#### CUPLIKAN HALAMAN:
○ ○ ○ ○

Sindikat Mafia Tanah Melibatkan Oknum ASN Diungkap Ditreskrimum Polda Banten

Jumat 19 Feb 2021, 17:00 WIB
Direskrimum Kombes Pol Martri Sonny didampingi Kabid Humas Kombes Pol Edy Sumardi saat ekspose kasus mafia tanah. (haryono)

Direskrimum Kombes Pol Martri Sonny didampingi Kabid Humas Kombes Pol Edy Sumardi saat ekspose kasus mafia tanah. (haryono)

SERANG, POSKOTA.CO.ID - Kasus sindikat mafia tanah yang melibatkan oknum aparatur sipil negara (ASN) berhasil diungkap personil Subdit II Harda Ditreskrimum Polda Banten.

Dalam pengungkapan dugaan melakukan tindak pidana pemalsuan Akte Jual Beli (AJB), 3 orang telah ditetapkan sebagai tersangka dan salah satunya Aparatur Sipil Negara (ASN) di Kecamatan Pabuaran, Kabupaten Serang.

○ ○ ○ ○

#### BAGIAN DATA:

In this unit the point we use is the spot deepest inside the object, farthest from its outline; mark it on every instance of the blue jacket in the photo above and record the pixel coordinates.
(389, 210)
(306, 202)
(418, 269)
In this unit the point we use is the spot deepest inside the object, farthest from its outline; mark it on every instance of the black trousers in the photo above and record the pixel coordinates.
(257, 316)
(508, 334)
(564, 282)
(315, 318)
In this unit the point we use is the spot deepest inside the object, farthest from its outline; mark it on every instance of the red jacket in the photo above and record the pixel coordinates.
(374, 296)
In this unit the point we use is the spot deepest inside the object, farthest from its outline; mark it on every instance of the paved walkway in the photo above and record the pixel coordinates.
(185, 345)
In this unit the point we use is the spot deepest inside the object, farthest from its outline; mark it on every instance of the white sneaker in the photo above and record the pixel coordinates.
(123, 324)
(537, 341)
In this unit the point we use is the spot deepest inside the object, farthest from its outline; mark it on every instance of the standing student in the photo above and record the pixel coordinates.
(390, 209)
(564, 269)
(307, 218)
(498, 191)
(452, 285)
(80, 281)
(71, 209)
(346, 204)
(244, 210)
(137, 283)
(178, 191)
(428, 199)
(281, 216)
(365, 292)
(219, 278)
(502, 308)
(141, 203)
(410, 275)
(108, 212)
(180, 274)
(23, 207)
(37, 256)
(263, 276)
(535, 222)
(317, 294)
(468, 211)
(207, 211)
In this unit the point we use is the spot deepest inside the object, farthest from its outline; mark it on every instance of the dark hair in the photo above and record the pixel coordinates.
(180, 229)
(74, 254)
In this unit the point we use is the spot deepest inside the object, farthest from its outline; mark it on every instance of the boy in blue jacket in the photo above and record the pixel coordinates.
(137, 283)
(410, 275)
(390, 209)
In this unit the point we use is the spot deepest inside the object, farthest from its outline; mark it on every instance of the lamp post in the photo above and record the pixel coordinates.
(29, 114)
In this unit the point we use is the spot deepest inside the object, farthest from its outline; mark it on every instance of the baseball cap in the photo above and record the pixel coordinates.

○ ○ ○ ○

#### SOAL LATIHAN A:
Tentukan apakah setiap pernyataan berikut sesuai dengan berita mafia tanah di atas: (i) tiga orang sudah ditetapkan sebagai tersangka; (ii) kasus ini diungkap oleh personel Subdit II Harda Ditreskrimum Polda Banten; (iii) ASN yang terlibat bertugas di Kecamatan Pabuaran, Kabupaten Tangerang. Jawab ya atau tidak untuk masing-masing, lalu kutip kata-kata berita yang menjadi dasarnya.
#### SOAL LATIHAN B:
Jawab pertanyaan berikut berdasarkan berita mafia tanah di atas:
(i) Siapa yang mendampingi Direskrimum saat ekspose kasus?
(ii) Dokumen apa yang diduga dipalsukan?
(iii) Pada hari, tanggal, dan jam berapa berita ini dimuat?
#### SOAL LATIHAN C:
Sambung berita mafia tanah di atas, mulai tepat setelah kalimat terakhirnya.

#### JAWABAN A:
(i) Ya. "3 orang telah ditetapkan sebagai tersangka"
(ii) Ya. "berhasil diungkap personil Subdit II Harda Ditreskrimum Polda Banten"
(iii) Tidak. "di Kecamatan Pabuaran, Kabupaten Serang"

#### JAWABAN B:
(i) Kabid Humas Kombes Pol Edy Sumardi
(ii) Akte Jual Beli (AJB)
(iii) Jumat 19 Feb 2021, 17:00 WIB

#### JAWABAN C:
Direktur Reserse Kriminal Umum (Direskrimum) Polda Banten, Kombes Pol Martri Sonny mengatakan pemalsuan AJB nomor : 231/2019 tanggal 11 Februari 2019 atas tanah seluas 2.676 meter persegi blok 001, Desa Sindangheula, Kecamatan Pabuaran, pihaknya telah menetapkan tiga orang tersangka.

"Ada tiga tersangka, inisialnya JS, 46, ASN staf Ekbang Kecamatan Pabuaran, kemudian SD, 49, pemberi blangko AJB sekaligus pembeli dan LJ, 61, yang mengaku sebagai ahli waris," kata Martri kepada wartawan saat ekpose di Mapolda Banten, Jumat (19/2/2021).

Baca juga: 15 Mafia Tanah Berbagi Tugas Palsukan SHM Milik Ibunda Dinno Patti Djalal

Martri menambahkan pengungkapan mafia tanah itu bermula dari laporan Apipah, 53, warga Kampung Kramat Palempatan, Kelurahan Sukajaya, Kecamatam Curug, Kota Serang pada 17 Juli 2020 lalu.

"Korban merasa tidak merasa menjual dan menandatangi surat atau dokumen apapun, atas peralihan tanah apalagi AJB nomor :231/2019 tanggal 11 Februari 2019," tambah Direskrimum didampingi Kabidhumas Kombes Pol Edy Sumardi.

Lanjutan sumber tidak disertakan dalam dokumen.